> **What you should do**
Starting at the first line and ending at the last, repeat the material word for word.

> **Exercise data**
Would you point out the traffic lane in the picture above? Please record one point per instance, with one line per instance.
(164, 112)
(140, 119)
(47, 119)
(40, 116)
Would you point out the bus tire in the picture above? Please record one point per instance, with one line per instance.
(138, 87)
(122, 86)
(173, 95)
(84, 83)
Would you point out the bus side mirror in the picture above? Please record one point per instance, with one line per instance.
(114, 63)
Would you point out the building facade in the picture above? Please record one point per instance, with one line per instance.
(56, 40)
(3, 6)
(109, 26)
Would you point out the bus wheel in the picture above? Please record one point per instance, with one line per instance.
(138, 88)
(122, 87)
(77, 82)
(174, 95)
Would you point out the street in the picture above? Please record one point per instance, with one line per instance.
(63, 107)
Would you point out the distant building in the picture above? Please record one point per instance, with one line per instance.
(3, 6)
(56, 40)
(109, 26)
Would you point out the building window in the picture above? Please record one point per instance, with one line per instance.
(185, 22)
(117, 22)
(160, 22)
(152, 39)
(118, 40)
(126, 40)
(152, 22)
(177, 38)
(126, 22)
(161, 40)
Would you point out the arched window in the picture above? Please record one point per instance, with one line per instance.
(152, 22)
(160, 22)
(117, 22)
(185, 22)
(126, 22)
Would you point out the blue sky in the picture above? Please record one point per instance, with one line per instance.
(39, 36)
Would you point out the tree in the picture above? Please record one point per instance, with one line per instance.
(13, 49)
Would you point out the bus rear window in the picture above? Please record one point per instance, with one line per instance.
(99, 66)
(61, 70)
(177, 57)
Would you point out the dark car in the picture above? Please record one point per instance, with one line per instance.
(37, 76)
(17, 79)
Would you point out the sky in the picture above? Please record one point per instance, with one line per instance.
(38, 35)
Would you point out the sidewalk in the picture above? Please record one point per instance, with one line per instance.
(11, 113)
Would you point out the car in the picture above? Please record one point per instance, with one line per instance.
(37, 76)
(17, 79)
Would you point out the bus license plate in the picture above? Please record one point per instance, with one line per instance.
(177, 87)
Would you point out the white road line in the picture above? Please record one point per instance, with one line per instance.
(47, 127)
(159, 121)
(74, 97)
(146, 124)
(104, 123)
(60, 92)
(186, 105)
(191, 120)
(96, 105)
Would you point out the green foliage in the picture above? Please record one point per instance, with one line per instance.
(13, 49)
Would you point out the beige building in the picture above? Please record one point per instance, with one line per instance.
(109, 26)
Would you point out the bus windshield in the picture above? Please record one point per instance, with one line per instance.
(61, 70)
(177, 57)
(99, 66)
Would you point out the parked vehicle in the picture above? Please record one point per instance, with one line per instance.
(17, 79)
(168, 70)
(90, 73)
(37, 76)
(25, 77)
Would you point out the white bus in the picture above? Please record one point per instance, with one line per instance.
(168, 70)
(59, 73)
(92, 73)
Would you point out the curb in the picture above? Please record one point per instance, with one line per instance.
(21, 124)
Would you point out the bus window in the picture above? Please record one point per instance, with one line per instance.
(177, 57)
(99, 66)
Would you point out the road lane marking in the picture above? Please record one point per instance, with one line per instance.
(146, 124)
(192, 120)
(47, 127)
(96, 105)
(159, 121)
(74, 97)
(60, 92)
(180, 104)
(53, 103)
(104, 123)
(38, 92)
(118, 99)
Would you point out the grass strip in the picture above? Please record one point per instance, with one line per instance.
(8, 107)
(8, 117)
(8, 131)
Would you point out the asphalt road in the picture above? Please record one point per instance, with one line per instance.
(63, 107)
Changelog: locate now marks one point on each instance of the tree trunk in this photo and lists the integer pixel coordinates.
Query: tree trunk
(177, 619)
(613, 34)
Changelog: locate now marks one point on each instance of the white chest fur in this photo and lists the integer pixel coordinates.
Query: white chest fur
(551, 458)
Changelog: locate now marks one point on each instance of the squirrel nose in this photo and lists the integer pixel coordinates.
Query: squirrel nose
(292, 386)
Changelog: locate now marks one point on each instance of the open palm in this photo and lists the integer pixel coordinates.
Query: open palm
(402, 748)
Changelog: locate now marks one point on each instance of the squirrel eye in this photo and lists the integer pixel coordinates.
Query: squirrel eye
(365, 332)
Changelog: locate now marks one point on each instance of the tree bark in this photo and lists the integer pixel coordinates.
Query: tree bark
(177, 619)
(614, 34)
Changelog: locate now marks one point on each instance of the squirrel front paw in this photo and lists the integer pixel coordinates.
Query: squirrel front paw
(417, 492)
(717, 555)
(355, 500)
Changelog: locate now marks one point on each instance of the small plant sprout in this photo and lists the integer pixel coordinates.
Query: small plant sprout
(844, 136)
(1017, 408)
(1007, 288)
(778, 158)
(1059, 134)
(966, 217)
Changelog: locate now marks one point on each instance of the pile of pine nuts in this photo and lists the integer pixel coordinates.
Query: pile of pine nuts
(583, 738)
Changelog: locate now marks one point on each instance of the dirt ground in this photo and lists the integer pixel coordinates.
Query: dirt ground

> **Answer for the task**
Would you point out the traffic lane in the picture above? Please record one point per instance, with one line per instance.
(164, 112)
(140, 119)
(47, 119)
(40, 116)
Would you point out the bus tire in the picture above? Please record one point per instance, with one line per instance.
(138, 87)
(122, 86)
(173, 95)
(84, 83)
Would you point out the bus side mirror in the picture above? Please record one point per instance, with one line per instance.
(114, 63)
Would you point out the building facade in the picture above? Please record one point per instance, with one line per instance.
(56, 40)
(3, 6)
(109, 26)
Would you point out the bus wheel in the picture above? Please record one point per instance, with one line per instance.
(138, 88)
(122, 87)
(77, 82)
(174, 95)
Would you point out the street in the picture above? Please record one point per instance, with one line per instance.
(63, 107)
Would you point out the distant building in the picture above? Please record one point per instance, with one line per instance.
(3, 6)
(56, 40)
(109, 26)
Would you point out the building window in the picture above? Please record one point per instance, with one line per instance.
(185, 22)
(117, 22)
(160, 22)
(152, 39)
(118, 40)
(126, 40)
(152, 22)
(177, 38)
(126, 22)
(161, 40)
Would you point out the arched window in the picture above? Please record one point per instance, with one line per instance.
(152, 22)
(160, 22)
(117, 22)
(185, 22)
(126, 22)
Would you point out the blue sky in the picture above? Please record one point per instance, with one line per instance.
(39, 36)
Would you point out the tree in the picture above? Please record one point per instance, with one line per instance.
(13, 49)
Would you point out the bus rear window in the picture above? Please record one point per instance, with one line per instance.
(99, 66)
(61, 70)
(177, 57)
Would you point out the dark car in the picture above? Please record one point per instance, with one line per instance.
(37, 76)
(17, 79)
Would you point out the sky in the picture above? Please record one point per instance, with one line per instance.
(38, 35)
Would you point out the sidewalk in the picture above? Please record one point per instance, with one line per instance.
(11, 113)
Would you point out the car in the picture above? Please record one point per instance, with one line per instance.
(37, 76)
(17, 79)
Would you point out the bus license plate in the picture above? Please record one point per instance, with one line per instance.
(177, 87)
Would you point out the white road line in the picture above? Please record one point per instance, with one line per instance.
(47, 127)
(159, 121)
(74, 97)
(146, 124)
(104, 123)
(60, 92)
(186, 105)
(191, 120)
(96, 105)
Would you point out the green foliage in the picture above? Please record one point per instance, with one line per instance.
(13, 49)
Would you point out the beige building in the picture above? Please record one point per instance, with one line per instance.
(109, 26)
Would you point out the bus windshield in the picture above? Please record one point per instance, with one line per instance.
(61, 70)
(177, 57)
(99, 66)
Would you point out the parked vehicle in the picture above? Please record one point per instance, with one line per instance.
(17, 79)
(168, 70)
(90, 73)
(37, 76)
(25, 77)
Would you point out the white bus in the picture above? Please record one point per instance, with one line per instance.
(168, 70)
(59, 73)
(92, 73)
Would you point out the curb in the picture above? Please record one point per instance, with one line per instance.
(21, 124)
Would you point out the bus window in the picture above? Please record one point per instance, with one line per instance.
(177, 57)
(99, 66)
Would you point out the road lane marking in the picture above? Please record one point per instance, with one line per instance.
(146, 124)
(192, 120)
(47, 127)
(96, 105)
(159, 121)
(74, 97)
(60, 92)
(180, 104)
(53, 103)
(104, 123)
(38, 92)
(118, 99)
Would you point out the grass strip in the picture above? Please record one point per instance, with one line per instance.
(8, 107)
(8, 117)
(8, 131)
Would you point out the asphalt road in the picture above? Please record one point per instance, with one line per instance.
(63, 107)
Changelog: locate now marks one point on each instance of the tree trunk in this photo and lists the integer pixel coordinates.
Query: tree trunk
(177, 619)
(613, 34)
Changelog: locate now marks one point on each instance of the white chest fur in this photo and lists the integer pixel coordinates.
Query: white chest fur
(551, 458)
Changelog: locate now marks one point on each instance of the squirrel nose in this photo and lists the integer pixel coordinates.
Query: squirrel nose
(292, 386)
Changelog: locate now marks one point on each instance of the open palm in this photo and lists the integer pixel coordinates.
Query: open palm
(402, 748)
Changelog: locate now marks one point on each instance of the squirrel eye in this photo and lists the integer pixel coordinates.
Query: squirrel eye
(365, 332)
Changelog: locate now marks one point on each instance of the tree bark in this photo and lists the integer pixel coordinates.
Query: tree bark
(177, 619)
(614, 34)
Changelog: locate now marks one point on each instance of the squirrel front paw in this photo and lists the integer pixel coordinates.
Query: squirrel front paw
(417, 492)
(717, 555)
(355, 500)
Changelog: locate now marks one point on each instance of the small plant sprout in this photo and lists the integer pixel coordinates.
Query: small plant sprout
(844, 136)
(1017, 408)
(1007, 288)
(778, 158)
(1059, 134)
(966, 217)
Changelog: locate now marks one point on each instance of the pile of pine nuts in this photo and lists the integer pixel coordinates.
Query: pile of pine nuts
(583, 738)
Changelog: locate now marks one point on each instance of the dirt ground in this photo and lists the integer pixel coordinates.
Query: dirt ground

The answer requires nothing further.